[Opening EXCERPT PROVIDED section]
20The respondent submits that the applicant has not met her onus in proving that she is substantially unable to perform the essential tasks of her pre-accident employment as a result of the accident. The respondent relies on the IE report of Dr. Maria Nesterenko dated May 7, 2024, who concluded that the applicant did not suffer a substantial inability to perform the essential tasks of her pre-accident employment, which involves cooking, making wings, cleaning and serving. During the physical examination of the applicant, Dr. Nesterenko found range of motion in the applicant’s neck, shoulders, elbows, wrists and back within normal limits. Although, Dr. Nesterenko found some tenderness in the applicant’s elbows, back and knees, she concluded that applicant’s strain/sprain injuries did not prevent her from returning to her pre-accident job.
21I find the medical evidence relied upon by the applicant does not support that she has a substantial inability to perform the essential tasks of her employment within the 104-week period. In addition, I find that the applicant has not provided a description of the essential tasks of her pre-accident employment.
[Closing EXCERPT PROVIDED section]
[Opening RECORDED DATA section]
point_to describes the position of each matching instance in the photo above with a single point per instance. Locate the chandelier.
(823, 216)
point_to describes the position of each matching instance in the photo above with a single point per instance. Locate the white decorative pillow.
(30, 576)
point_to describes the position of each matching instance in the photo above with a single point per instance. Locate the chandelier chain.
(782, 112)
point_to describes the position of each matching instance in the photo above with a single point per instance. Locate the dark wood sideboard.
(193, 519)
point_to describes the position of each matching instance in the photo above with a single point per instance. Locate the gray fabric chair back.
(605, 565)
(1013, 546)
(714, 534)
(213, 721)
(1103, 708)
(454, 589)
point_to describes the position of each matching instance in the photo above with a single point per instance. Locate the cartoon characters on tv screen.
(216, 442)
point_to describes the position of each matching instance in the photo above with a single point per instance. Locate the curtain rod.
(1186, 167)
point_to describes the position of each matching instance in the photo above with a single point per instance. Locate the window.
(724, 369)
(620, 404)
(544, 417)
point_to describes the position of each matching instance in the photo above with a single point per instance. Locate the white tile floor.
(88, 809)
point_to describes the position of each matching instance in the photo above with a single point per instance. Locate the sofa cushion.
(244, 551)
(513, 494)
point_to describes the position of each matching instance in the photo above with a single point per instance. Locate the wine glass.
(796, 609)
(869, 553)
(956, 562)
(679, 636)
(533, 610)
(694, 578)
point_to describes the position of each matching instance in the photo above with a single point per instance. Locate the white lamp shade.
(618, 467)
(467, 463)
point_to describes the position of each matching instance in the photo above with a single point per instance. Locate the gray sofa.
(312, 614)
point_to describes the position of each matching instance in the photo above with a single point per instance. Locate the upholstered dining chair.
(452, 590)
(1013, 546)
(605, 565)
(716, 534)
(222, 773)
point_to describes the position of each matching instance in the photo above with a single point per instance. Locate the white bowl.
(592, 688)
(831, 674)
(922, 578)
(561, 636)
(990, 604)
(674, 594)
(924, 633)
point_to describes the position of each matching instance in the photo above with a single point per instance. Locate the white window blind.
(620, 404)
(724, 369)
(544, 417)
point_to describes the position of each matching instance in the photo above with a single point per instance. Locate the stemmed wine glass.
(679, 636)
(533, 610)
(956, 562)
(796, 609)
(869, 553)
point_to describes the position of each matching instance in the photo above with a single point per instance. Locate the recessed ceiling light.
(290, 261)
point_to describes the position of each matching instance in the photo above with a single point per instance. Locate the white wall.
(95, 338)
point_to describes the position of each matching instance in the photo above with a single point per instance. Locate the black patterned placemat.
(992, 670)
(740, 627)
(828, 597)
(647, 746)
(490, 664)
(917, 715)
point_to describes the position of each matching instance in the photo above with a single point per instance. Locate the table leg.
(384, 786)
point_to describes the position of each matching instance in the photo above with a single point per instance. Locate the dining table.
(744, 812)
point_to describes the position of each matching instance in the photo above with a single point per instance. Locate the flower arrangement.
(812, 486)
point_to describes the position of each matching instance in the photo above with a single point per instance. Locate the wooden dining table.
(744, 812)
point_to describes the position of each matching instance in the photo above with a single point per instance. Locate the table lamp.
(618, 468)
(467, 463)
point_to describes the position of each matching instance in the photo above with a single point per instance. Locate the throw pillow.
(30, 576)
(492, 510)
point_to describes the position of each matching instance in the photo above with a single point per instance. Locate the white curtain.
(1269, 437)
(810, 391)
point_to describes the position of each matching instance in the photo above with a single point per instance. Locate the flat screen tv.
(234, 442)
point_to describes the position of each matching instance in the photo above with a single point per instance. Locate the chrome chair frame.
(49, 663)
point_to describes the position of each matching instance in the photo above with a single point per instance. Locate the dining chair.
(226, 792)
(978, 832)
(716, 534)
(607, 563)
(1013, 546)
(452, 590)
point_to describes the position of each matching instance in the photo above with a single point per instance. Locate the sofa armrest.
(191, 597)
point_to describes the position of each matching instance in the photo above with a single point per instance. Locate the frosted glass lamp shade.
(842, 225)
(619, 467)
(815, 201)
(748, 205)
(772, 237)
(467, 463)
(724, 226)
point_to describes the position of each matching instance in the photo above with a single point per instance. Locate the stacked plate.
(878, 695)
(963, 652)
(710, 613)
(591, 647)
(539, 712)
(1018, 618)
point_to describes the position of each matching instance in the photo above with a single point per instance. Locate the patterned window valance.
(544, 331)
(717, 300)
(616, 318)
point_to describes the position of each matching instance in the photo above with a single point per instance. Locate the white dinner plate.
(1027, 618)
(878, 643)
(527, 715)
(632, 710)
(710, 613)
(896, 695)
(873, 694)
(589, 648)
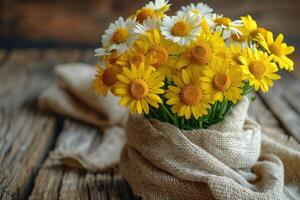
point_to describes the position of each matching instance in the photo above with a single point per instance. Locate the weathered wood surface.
(28, 18)
(283, 100)
(57, 182)
(28, 134)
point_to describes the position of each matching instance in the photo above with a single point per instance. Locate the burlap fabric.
(162, 162)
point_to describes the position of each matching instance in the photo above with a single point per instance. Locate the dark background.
(79, 24)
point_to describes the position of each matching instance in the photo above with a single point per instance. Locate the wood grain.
(26, 133)
(59, 182)
(28, 18)
(278, 104)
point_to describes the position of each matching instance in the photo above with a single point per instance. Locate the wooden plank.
(287, 116)
(58, 182)
(26, 133)
(3, 55)
(26, 136)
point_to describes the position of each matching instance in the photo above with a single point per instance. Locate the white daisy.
(120, 35)
(181, 29)
(199, 9)
(149, 24)
(99, 52)
(158, 5)
(152, 9)
(224, 25)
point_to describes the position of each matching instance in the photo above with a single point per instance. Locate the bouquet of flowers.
(189, 69)
(188, 74)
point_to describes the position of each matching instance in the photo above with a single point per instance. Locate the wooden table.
(28, 134)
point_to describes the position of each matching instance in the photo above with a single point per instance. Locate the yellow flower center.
(181, 29)
(221, 82)
(160, 55)
(137, 60)
(144, 14)
(236, 59)
(109, 76)
(120, 35)
(138, 89)
(238, 38)
(223, 21)
(255, 32)
(201, 54)
(112, 59)
(205, 26)
(258, 69)
(276, 49)
(190, 95)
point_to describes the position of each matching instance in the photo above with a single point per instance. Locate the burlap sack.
(161, 161)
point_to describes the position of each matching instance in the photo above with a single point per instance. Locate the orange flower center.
(223, 21)
(190, 95)
(255, 32)
(138, 89)
(109, 76)
(160, 56)
(221, 82)
(181, 29)
(120, 35)
(144, 14)
(205, 25)
(201, 54)
(236, 59)
(112, 59)
(238, 38)
(258, 69)
(275, 49)
(137, 60)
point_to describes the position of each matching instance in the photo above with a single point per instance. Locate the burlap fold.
(161, 161)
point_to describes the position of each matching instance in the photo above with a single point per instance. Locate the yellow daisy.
(153, 49)
(186, 97)
(105, 79)
(222, 79)
(249, 30)
(259, 69)
(278, 49)
(233, 53)
(202, 51)
(139, 87)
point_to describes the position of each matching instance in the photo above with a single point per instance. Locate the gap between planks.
(26, 133)
(59, 182)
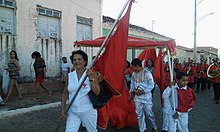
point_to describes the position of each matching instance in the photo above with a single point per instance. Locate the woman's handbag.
(106, 93)
(5, 82)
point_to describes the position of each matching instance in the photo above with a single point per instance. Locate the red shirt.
(191, 73)
(186, 99)
(214, 68)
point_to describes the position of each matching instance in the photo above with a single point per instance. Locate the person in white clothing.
(179, 104)
(1, 101)
(81, 111)
(65, 69)
(141, 85)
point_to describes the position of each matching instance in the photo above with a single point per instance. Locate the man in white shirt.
(141, 85)
(65, 69)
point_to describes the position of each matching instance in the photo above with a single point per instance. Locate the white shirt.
(168, 97)
(142, 80)
(82, 102)
(65, 67)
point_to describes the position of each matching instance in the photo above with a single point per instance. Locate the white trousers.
(165, 119)
(143, 109)
(88, 118)
(181, 124)
(1, 99)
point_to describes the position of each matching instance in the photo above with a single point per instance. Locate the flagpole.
(171, 79)
(94, 60)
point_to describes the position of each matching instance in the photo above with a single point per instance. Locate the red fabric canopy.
(133, 42)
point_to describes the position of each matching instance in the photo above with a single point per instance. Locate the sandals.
(50, 93)
(19, 98)
(36, 99)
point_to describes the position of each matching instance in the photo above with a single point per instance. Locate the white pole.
(171, 79)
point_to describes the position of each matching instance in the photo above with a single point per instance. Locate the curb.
(11, 113)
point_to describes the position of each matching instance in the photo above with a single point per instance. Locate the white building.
(49, 27)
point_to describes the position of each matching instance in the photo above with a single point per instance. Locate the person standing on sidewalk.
(184, 98)
(13, 69)
(141, 85)
(81, 111)
(40, 69)
(65, 69)
(1, 101)
(214, 73)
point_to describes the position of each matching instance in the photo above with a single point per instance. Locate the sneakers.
(2, 103)
(154, 129)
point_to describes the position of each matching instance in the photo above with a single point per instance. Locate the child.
(1, 101)
(184, 98)
(141, 85)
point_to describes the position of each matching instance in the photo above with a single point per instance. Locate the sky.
(174, 19)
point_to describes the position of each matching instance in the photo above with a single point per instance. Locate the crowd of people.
(138, 94)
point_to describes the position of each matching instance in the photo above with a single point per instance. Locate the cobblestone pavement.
(204, 117)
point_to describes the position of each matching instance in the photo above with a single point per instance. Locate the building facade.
(49, 27)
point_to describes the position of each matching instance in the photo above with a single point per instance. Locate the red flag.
(112, 63)
(159, 74)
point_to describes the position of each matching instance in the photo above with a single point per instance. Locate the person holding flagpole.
(81, 111)
(141, 85)
(184, 99)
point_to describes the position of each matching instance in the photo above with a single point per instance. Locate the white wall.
(26, 30)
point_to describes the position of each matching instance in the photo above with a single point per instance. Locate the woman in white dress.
(81, 111)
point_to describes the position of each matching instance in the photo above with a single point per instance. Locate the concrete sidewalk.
(27, 104)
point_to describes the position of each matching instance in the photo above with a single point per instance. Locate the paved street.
(205, 117)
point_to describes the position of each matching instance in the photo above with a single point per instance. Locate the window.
(7, 17)
(49, 23)
(84, 28)
(84, 32)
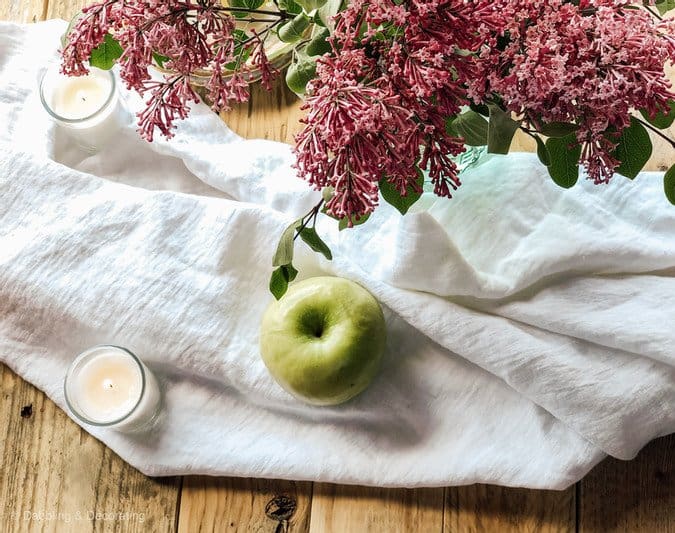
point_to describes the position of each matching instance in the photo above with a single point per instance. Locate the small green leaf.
(311, 237)
(106, 54)
(393, 196)
(311, 5)
(344, 222)
(284, 253)
(542, 152)
(294, 29)
(558, 129)
(471, 126)
(669, 184)
(300, 72)
(280, 279)
(319, 45)
(564, 153)
(634, 149)
(501, 130)
(661, 120)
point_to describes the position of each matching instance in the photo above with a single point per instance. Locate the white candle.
(87, 107)
(109, 386)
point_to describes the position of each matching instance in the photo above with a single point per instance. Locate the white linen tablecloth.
(530, 328)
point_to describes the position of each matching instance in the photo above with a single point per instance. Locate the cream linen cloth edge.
(553, 348)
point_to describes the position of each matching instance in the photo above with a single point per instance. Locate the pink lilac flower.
(190, 35)
(590, 64)
(377, 107)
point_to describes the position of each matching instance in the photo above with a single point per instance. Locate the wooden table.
(56, 477)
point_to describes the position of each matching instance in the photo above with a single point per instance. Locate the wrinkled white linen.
(530, 328)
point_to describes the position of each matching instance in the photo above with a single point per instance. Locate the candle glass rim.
(78, 414)
(54, 114)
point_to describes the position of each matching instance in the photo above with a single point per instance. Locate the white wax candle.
(108, 386)
(87, 107)
(80, 97)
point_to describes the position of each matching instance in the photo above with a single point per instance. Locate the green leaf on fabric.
(392, 196)
(284, 252)
(311, 237)
(501, 130)
(661, 120)
(471, 126)
(106, 54)
(633, 150)
(564, 153)
(344, 223)
(280, 279)
(669, 184)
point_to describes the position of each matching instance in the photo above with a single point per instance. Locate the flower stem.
(657, 131)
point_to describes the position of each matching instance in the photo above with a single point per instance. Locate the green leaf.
(393, 197)
(159, 59)
(344, 223)
(284, 253)
(311, 237)
(669, 184)
(280, 279)
(300, 72)
(471, 126)
(310, 5)
(558, 129)
(661, 120)
(319, 45)
(542, 152)
(106, 54)
(501, 130)
(294, 29)
(564, 153)
(634, 149)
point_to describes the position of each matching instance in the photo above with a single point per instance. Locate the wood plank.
(337, 508)
(23, 10)
(273, 115)
(239, 505)
(630, 496)
(57, 477)
(487, 508)
(65, 9)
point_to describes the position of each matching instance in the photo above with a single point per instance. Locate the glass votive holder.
(87, 108)
(108, 386)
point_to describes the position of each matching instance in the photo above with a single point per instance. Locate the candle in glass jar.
(86, 107)
(109, 386)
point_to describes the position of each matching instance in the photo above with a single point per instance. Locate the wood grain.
(485, 508)
(634, 496)
(339, 508)
(238, 505)
(65, 9)
(57, 477)
(23, 10)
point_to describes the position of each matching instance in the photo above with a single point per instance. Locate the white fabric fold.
(529, 327)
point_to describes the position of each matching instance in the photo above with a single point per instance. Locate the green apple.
(323, 341)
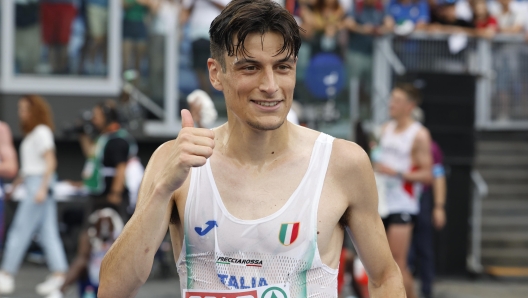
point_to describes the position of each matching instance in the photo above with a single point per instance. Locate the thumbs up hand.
(192, 148)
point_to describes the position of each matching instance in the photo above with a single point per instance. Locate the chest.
(252, 193)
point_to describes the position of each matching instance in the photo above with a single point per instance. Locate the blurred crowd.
(71, 37)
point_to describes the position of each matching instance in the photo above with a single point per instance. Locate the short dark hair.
(244, 17)
(413, 93)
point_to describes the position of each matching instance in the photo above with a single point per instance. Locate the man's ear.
(215, 71)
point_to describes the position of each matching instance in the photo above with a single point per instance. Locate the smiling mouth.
(266, 103)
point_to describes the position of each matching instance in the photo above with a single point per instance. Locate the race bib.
(273, 291)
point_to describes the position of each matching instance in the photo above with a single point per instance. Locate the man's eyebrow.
(288, 59)
(244, 61)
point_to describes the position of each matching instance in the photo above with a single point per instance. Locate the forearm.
(392, 287)
(439, 191)
(128, 263)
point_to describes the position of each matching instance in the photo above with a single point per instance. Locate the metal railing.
(499, 65)
(479, 193)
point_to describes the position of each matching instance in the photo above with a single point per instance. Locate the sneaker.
(7, 284)
(53, 283)
(55, 294)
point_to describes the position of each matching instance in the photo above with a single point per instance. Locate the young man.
(405, 163)
(256, 207)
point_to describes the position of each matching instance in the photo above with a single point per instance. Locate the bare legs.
(399, 236)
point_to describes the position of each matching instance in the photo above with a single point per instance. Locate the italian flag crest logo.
(289, 232)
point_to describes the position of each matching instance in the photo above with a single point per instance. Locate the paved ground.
(156, 287)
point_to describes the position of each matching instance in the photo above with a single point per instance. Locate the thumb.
(187, 120)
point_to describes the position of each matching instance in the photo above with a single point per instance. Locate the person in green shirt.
(134, 32)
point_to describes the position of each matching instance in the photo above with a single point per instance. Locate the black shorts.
(201, 52)
(399, 219)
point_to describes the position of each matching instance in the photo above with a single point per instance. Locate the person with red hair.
(37, 212)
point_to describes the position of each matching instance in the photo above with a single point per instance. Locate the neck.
(250, 146)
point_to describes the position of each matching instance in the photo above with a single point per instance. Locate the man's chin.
(265, 126)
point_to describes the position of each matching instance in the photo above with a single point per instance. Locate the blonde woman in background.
(37, 212)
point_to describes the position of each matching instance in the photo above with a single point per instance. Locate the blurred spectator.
(431, 215)
(104, 226)
(164, 19)
(463, 9)
(324, 23)
(57, 17)
(27, 36)
(199, 14)
(104, 173)
(447, 21)
(8, 168)
(507, 59)
(407, 15)
(97, 15)
(405, 165)
(202, 109)
(37, 212)
(485, 24)
(364, 22)
(510, 19)
(134, 33)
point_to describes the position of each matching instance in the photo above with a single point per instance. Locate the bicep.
(423, 157)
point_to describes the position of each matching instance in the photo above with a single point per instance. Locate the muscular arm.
(422, 159)
(8, 156)
(364, 222)
(127, 264)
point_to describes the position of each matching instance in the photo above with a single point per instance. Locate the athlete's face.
(400, 106)
(258, 87)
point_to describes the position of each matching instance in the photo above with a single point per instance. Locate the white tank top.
(223, 253)
(396, 152)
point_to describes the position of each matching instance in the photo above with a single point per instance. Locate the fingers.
(187, 120)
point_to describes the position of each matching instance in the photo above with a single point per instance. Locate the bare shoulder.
(350, 171)
(349, 158)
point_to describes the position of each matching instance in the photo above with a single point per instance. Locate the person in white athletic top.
(405, 164)
(258, 206)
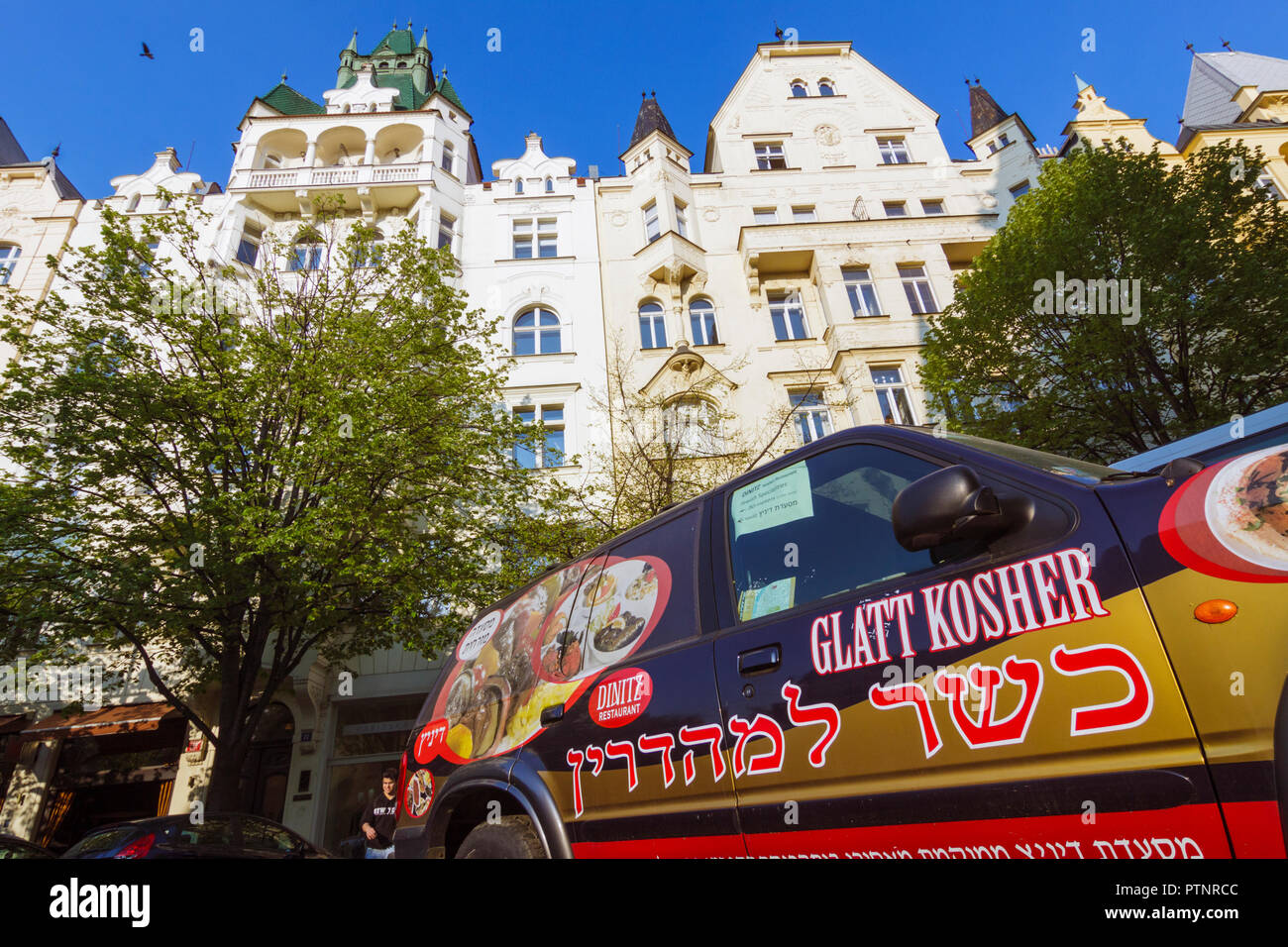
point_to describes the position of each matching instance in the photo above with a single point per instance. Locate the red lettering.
[Closing RECORDED DATA section]
ASSIGNMENT:
Using the decision excerpt above, answer these questions:
(a) What is the date of Dr. Maria Nesterenko's IE report?
(b) Which tasks does the respondent say the applicant's pre-accident employment involves?
(c) Within what period does the decision find that the applicant's medical evidence does not support a substantial inability to perform her essential tasks?

SOLVED EXERCISE:
(a) May 7, 2024
(b) Cooking, making wings, cleaning and serving
(c) The 104-week period